**Provided material**
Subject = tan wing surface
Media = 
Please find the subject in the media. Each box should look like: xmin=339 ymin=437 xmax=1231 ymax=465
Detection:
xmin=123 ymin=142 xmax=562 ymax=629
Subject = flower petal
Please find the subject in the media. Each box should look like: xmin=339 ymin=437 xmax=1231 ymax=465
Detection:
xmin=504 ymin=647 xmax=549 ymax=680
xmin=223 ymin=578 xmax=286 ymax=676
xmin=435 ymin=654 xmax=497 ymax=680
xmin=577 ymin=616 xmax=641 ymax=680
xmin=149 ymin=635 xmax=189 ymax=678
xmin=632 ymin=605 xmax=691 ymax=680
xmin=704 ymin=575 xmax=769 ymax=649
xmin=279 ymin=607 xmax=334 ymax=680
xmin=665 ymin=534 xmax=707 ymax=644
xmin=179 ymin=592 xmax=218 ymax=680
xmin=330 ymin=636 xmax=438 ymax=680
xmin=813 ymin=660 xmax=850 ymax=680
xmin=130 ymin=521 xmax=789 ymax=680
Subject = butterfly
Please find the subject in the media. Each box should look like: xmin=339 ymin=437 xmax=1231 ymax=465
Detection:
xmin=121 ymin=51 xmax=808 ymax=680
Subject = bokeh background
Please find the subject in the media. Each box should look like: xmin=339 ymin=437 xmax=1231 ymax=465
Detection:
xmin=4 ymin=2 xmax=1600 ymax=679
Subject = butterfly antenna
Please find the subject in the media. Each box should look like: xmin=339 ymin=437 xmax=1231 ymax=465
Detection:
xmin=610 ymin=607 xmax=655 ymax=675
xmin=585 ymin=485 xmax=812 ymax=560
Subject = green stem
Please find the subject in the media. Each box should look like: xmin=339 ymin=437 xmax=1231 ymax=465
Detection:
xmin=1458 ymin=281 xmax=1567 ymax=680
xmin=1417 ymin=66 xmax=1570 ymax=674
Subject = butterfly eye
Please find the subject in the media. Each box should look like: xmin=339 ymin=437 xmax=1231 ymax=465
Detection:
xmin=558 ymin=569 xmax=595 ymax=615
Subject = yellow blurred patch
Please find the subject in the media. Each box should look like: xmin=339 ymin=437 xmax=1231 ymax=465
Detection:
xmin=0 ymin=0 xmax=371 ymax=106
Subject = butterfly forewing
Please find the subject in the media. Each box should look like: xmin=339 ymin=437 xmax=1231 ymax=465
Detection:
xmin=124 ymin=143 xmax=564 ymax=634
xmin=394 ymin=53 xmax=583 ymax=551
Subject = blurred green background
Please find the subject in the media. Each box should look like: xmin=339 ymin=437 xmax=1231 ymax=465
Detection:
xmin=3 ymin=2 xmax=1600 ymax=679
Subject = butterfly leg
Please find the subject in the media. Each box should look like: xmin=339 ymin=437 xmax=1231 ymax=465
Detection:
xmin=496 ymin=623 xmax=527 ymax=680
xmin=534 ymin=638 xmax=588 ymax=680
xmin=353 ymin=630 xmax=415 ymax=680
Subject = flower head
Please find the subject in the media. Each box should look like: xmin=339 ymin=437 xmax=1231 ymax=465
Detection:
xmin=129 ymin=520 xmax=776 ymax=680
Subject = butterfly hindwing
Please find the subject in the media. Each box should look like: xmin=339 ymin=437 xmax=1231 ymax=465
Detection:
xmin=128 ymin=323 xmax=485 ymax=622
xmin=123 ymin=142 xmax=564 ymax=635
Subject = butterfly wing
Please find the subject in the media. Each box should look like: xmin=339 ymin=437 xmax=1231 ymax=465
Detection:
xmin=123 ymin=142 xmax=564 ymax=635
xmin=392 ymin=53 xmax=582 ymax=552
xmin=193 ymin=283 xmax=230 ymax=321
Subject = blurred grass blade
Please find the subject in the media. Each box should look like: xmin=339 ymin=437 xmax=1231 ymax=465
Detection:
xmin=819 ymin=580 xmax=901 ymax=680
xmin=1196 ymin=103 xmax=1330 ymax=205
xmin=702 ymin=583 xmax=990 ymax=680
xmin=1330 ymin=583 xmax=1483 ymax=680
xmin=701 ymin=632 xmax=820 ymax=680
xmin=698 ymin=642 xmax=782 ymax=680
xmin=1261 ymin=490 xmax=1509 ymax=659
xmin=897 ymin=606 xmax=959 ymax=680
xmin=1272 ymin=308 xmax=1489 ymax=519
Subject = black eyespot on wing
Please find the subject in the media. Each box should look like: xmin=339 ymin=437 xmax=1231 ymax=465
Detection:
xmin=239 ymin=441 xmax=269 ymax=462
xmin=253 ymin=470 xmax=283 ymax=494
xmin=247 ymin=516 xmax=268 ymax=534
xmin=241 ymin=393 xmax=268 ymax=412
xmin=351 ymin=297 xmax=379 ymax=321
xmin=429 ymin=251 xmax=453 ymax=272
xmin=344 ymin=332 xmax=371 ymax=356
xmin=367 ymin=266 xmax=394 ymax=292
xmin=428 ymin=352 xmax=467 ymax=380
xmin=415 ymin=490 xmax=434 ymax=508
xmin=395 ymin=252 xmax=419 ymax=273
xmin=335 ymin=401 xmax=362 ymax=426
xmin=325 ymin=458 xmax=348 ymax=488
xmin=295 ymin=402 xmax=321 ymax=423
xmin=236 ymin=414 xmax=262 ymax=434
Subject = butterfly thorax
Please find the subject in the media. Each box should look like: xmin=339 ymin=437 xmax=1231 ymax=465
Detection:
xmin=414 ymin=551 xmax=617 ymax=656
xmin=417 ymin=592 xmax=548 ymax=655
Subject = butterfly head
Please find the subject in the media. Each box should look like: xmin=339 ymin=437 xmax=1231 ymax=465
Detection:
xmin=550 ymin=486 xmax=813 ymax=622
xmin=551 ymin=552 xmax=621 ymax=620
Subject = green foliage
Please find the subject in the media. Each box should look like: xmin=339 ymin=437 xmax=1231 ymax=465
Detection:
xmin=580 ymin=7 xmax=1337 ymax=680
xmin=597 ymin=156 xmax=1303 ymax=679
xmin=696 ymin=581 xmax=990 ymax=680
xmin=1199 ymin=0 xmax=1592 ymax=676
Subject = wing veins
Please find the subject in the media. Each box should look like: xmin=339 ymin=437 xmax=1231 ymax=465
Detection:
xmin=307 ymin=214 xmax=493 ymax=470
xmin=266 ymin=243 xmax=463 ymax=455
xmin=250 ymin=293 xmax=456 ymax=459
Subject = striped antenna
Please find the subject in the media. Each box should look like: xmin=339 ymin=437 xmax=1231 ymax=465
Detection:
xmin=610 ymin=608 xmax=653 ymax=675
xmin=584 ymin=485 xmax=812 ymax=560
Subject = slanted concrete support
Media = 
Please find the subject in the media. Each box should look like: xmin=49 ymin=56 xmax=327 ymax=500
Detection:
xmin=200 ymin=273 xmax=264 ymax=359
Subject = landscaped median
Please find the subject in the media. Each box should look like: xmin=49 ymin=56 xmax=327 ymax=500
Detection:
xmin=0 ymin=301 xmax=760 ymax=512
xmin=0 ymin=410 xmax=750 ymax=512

**Exercise aim**
Restate each line above word for word.

**Written answer**
Subject = tan wing surface
Media = 
Please find the subject in the media. Each box should look like: xmin=339 ymin=437 xmax=1231 ymax=465
Detection:
xmin=123 ymin=142 xmax=562 ymax=629
Subject = flower petal
Please find the subject in the media. Each box should look like: xmin=339 ymin=437 xmax=1231 ymax=465
Detection:
xmin=504 ymin=647 xmax=549 ymax=680
xmin=223 ymin=578 xmax=286 ymax=676
xmin=435 ymin=654 xmax=497 ymax=680
xmin=577 ymin=616 xmax=641 ymax=680
xmin=149 ymin=635 xmax=189 ymax=678
xmin=632 ymin=605 xmax=691 ymax=680
xmin=704 ymin=575 xmax=769 ymax=649
xmin=279 ymin=607 xmax=334 ymax=680
xmin=665 ymin=534 xmax=707 ymax=644
xmin=179 ymin=592 xmax=218 ymax=680
xmin=330 ymin=636 xmax=438 ymax=680
xmin=813 ymin=660 xmax=850 ymax=680
xmin=130 ymin=521 xmax=789 ymax=680
Subject = butterfly
Please find the subject in the media. Each box should look like: xmin=339 ymin=437 xmax=1231 ymax=465
Detection:
xmin=121 ymin=51 xmax=808 ymax=680
Subject = bokeh background
Please find the subject in the media. Each box should look like: xmin=339 ymin=437 xmax=1231 ymax=465
Detection:
xmin=4 ymin=2 xmax=1600 ymax=679
Subject = butterfly antenna
Please find the subject in the media. Each box should look like: xmin=339 ymin=437 xmax=1231 ymax=465
Detection:
xmin=610 ymin=607 xmax=655 ymax=675
xmin=585 ymin=485 xmax=812 ymax=560
Subject = green stem
Please find the subject in the media. Each box should look like: xmin=339 ymin=437 xmax=1231 ymax=465
Detection:
xmin=1458 ymin=281 xmax=1567 ymax=680
xmin=1417 ymin=66 xmax=1570 ymax=674
Subject = butterfly eye
Please find the subject in the media. Each box should look like: xmin=339 ymin=437 xmax=1231 ymax=465
Detection:
xmin=558 ymin=569 xmax=595 ymax=615
Subject = yellow blurred patch
Please find the subject in the media. Each box should look like: xmin=339 ymin=437 xmax=1231 ymax=465
Detection:
xmin=0 ymin=0 xmax=371 ymax=106
Subject = butterfly forewing
Please find the subject in the media. Each box should look like: xmin=339 ymin=437 xmax=1231 ymax=465
Detection:
xmin=124 ymin=143 xmax=564 ymax=634
xmin=394 ymin=53 xmax=583 ymax=551
Subject = blurred green background
Please find the subject in the media. Each box should look like: xmin=339 ymin=437 xmax=1231 ymax=465
Detection:
xmin=3 ymin=2 xmax=1600 ymax=679
Subject = butterfly leg
Please find the subject in the media. Each box should look like: xmin=339 ymin=437 xmax=1231 ymax=465
Detection:
xmin=496 ymin=623 xmax=527 ymax=680
xmin=534 ymin=638 xmax=588 ymax=680
xmin=353 ymin=630 xmax=415 ymax=680
Subject = flower head
Please find the subject in the media. Each box should look like: xmin=339 ymin=437 xmax=1231 ymax=465
Detection:
xmin=129 ymin=520 xmax=776 ymax=680
Subject = butterfly hindwing
Please find the subject in the media. Each box should look like: xmin=339 ymin=437 xmax=1231 ymax=465
Detection:
xmin=128 ymin=323 xmax=485 ymax=622
xmin=123 ymin=142 xmax=564 ymax=635
Subject = butterfly wing
Please find the subject in the media. Each box should look like: xmin=339 ymin=437 xmax=1231 ymax=465
Detection:
xmin=123 ymin=142 xmax=564 ymax=635
xmin=392 ymin=53 xmax=582 ymax=552
xmin=193 ymin=283 xmax=230 ymax=321
Subject = blurred grass blade
Please find the subject in the media. Each box should look like: xmin=339 ymin=437 xmax=1231 ymax=465
Detection:
xmin=819 ymin=580 xmax=901 ymax=680
xmin=1196 ymin=103 xmax=1330 ymax=205
xmin=702 ymin=583 xmax=990 ymax=680
xmin=1330 ymin=583 xmax=1483 ymax=680
xmin=701 ymin=632 xmax=820 ymax=680
xmin=698 ymin=642 xmax=782 ymax=680
xmin=1261 ymin=490 xmax=1509 ymax=659
xmin=897 ymin=606 xmax=959 ymax=680
xmin=1272 ymin=308 xmax=1489 ymax=519
Subject = black eyespot on wing
Please find the subject in the media. Each box should look like: xmin=339 ymin=437 xmax=1231 ymax=465
Detection:
xmin=239 ymin=441 xmax=269 ymax=462
xmin=253 ymin=470 xmax=283 ymax=494
xmin=247 ymin=516 xmax=268 ymax=534
xmin=241 ymin=393 xmax=268 ymax=412
xmin=351 ymin=297 xmax=379 ymax=321
xmin=429 ymin=251 xmax=453 ymax=272
xmin=344 ymin=332 xmax=371 ymax=356
xmin=367 ymin=266 xmax=394 ymax=292
xmin=428 ymin=352 xmax=467 ymax=380
xmin=415 ymin=490 xmax=434 ymax=508
xmin=395 ymin=252 xmax=419 ymax=273
xmin=335 ymin=401 xmax=362 ymax=426
xmin=325 ymin=458 xmax=348 ymax=488
xmin=295 ymin=402 xmax=321 ymax=423
xmin=236 ymin=414 xmax=262 ymax=434
Subject = butterfly thorax
Please find the subject in the media. Each box should look like: xmin=339 ymin=437 xmax=1231 ymax=465
Detection:
xmin=414 ymin=551 xmax=617 ymax=656
xmin=417 ymin=592 xmax=548 ymax=655
Subject = butterfly head
Please find the subject in the media. Each box should look like: xmin=339 ymin=437 xmax=1231 ymax=465
Detection:
xmin=550 ymin=486 xmax=813 ymax=622
xmin=551 ymin=552 xmax=621 ymax=620
Subject = green foliage
Please find the subject in the media. Each box should look like: xmin=339 ymin=437 xmax=1231 ymax=465
Detection:
xmin=580 ymin=7 xmax=1337 ymax=680
xmin=597 ymin=156 xmax=1303 ymax=679
xmin=696 ymin=581 xmax=990 ymax=680
xmin=1199 ymin=0 xmax=1592 ymax=676
Subject = wing veins
Please find the subject in the media. Each box should look like: xmin=339 ymin=437 xmax=1231 ymax=465
Detection:
xmin=307 ymin=214 xmax=493 ymax=470
xmin=266 ymin=243 xmax=463 ymax=455
xmin=250 ymin=293 xmax=456 ymax=459
Subject = striped antenna
Please find the subject in the media. Each box should look like: xmin=339 ymin=437 xmax=1231 ymax=465
Detection:
xmin=610 ymin=608 xmax=653 ymax=675
xmin=584 ymin=485 xmax=812 ymax=560
Subject = slanted concrete support
Media = 
Please find the subject in the media. Each box should look like: xmin=49 ymin=56 xmax=327 ymax=500
Detection:
xmin=200 ymin=273 xmax=264 ymax=359
Subject = landscaped median
Please find the subject in the media. Each box should look like: xmin=49 ymin=56 xmax=327 ymax=500
Detection:
xmin=0 ymin=301 xmax=760 ymax=512
xmin=0 ymin=410 xmax=750 ymax=512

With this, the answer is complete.